Analyse des spécialistes / Sécurité

L’application de l’état d’urgence pour les collectivités

Publié le 26 novembre 2015 à 15h54 - par

La loi prolongeant pour trois mois l’état d’urgence instauré après les attentats de Paris et Saint-Denis, qui ont fait 130 morts et quelque 350 blessés le 13 novembre, est entrée en vigueur samedi 21 novembre 2015.

L'application de l'état d'urgence pour les collectivités
Joël SAGET / Copyright © AFP
Donatien de Bailliencourt avocat collaborateur Granrut Donatien de Bailliencourt

Les premiers attentats commis en début d’année contre la rédaction de Charlie Hebdo et le supermarché casher de la porte de Vincennes avaient conduit le pouvoir exécutif à activer, sur la région parisienne, le second niveau dit « alerte attentat » du plan Vigipirate.

Les récents attentats de Paris du 13 novembre dernier ont, compte tenu de leur caractère dramatique et des graves menaces pesant sur la sécurité publique, amené le président de la République à décréter l’état d’urgence sur l’ensemble du territoire métropolitain et en Corse.

Régi par les dispositions de la loi n° 55-385 du 3 avril 1955, l’état d’urgence est déclaré, par décret en Conseil des ministres, pour une durée maximale de douze jours qui peut être prolongée par une loi, sur tout ou partie du territoire métropolitain, des DOM, des collectivités d’outre-mer visées par l’article 74 de la Constitution et en Nouvelle-Calédonie, dans deux hypothèses :

– soit en cas de péril imminent résultant d’atteintes graves à l’ordre public ;

– soit en cas d’évènements présentant, par leur nature et leur gravité, le caractère de calamité publique.

Données affichées
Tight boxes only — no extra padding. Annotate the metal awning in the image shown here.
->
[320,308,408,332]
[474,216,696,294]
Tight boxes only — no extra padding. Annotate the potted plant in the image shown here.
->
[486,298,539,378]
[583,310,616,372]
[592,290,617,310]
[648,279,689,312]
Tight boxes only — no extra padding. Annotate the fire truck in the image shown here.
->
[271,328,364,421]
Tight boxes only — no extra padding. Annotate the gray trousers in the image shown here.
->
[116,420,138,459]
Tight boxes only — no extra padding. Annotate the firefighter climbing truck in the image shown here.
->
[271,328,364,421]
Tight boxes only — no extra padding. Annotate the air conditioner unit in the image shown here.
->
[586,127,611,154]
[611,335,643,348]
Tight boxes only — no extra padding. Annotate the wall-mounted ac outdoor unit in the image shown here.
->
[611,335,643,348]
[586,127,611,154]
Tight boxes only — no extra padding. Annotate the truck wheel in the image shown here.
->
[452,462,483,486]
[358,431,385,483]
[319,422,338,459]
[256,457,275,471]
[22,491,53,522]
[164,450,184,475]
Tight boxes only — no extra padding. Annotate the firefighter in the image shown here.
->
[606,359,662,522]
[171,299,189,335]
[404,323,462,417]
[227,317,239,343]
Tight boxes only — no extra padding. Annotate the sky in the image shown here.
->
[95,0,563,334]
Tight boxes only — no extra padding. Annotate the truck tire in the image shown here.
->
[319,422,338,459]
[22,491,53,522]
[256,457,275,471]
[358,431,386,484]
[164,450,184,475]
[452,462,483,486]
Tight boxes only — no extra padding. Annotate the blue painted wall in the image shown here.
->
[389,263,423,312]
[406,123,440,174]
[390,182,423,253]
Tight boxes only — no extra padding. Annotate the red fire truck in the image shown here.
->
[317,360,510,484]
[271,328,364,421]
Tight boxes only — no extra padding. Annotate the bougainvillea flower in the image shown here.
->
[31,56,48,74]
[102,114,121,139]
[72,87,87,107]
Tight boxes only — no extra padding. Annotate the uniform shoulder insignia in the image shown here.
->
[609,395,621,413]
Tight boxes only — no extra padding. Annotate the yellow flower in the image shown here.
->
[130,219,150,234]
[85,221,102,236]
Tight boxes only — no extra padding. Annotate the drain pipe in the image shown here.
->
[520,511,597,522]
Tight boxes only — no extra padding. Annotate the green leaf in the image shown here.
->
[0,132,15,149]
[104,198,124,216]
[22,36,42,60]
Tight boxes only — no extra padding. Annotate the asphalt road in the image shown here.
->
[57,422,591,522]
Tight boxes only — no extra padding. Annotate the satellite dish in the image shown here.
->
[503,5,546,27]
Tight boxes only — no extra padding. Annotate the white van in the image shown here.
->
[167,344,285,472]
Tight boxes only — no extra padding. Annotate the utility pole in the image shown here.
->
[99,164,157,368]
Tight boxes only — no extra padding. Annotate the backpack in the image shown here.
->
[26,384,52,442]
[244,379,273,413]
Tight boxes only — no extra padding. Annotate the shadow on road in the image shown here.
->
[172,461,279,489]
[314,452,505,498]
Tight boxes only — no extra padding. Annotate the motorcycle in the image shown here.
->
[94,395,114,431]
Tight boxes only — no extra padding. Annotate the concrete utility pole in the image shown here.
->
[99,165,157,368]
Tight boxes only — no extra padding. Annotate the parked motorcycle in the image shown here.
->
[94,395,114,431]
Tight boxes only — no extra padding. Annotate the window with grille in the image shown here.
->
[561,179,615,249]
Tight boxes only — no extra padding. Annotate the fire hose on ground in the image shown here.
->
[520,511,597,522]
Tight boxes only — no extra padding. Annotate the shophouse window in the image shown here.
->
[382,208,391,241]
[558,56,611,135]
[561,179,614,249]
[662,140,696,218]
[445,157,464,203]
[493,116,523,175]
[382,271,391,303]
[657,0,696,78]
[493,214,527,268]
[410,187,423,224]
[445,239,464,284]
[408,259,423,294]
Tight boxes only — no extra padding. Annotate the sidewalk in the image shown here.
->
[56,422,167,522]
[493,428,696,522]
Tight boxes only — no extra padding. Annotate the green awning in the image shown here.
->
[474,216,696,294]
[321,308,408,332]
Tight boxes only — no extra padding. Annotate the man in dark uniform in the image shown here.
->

Consignes
A - D'après l'article sur l'état d'urgence, quelle loi régit ce régime ?
B - En vous appuyant sur l'article sur l'état d'urgence, expliquez pourquoi le président de la République a décrété l'état d'urgence après les attentats du 13 novembre.
C - Rédigez la suite de l'article sur l'état d'urgence, en reprenant après sa dernière phrase.
Les items proviennent d'une source distincte de l'article.

Réponses dans l'ordre
A - La loi n° 55-385 du 3 avril 1955.

B - Le président l'a décrété en raison du caractère dramatique des attentats de Paris et des graves menaces qui pesaient sur la sécurité publique. Il l'a appliqué à l'ensemble du territoire métropolitain et à la Corse.

C -
En l’occurrence, ce sont les décrets n° 2015-1475, n° 2015-1476 et n° 2015-1478 du 14 novembre 2015 qui ont déclaré l’état d’urgence sur le territoire métropolitain et en Corse, à compter du 14 novembre 2015 à zéro heure et pour la durée de 12 jours – la durée de l’état d’urgence ayant été étendue à trois mois à compter du 26 novembre 2015 par l’article 1er de la loi n° 2015-1501 du 20 novembre 2015 –, et qui ont défini les mesures pouvant être prises à ce titre par le ministre de l’Intérieur ou les préfets de département pour assurer la préservation de l’ordre public.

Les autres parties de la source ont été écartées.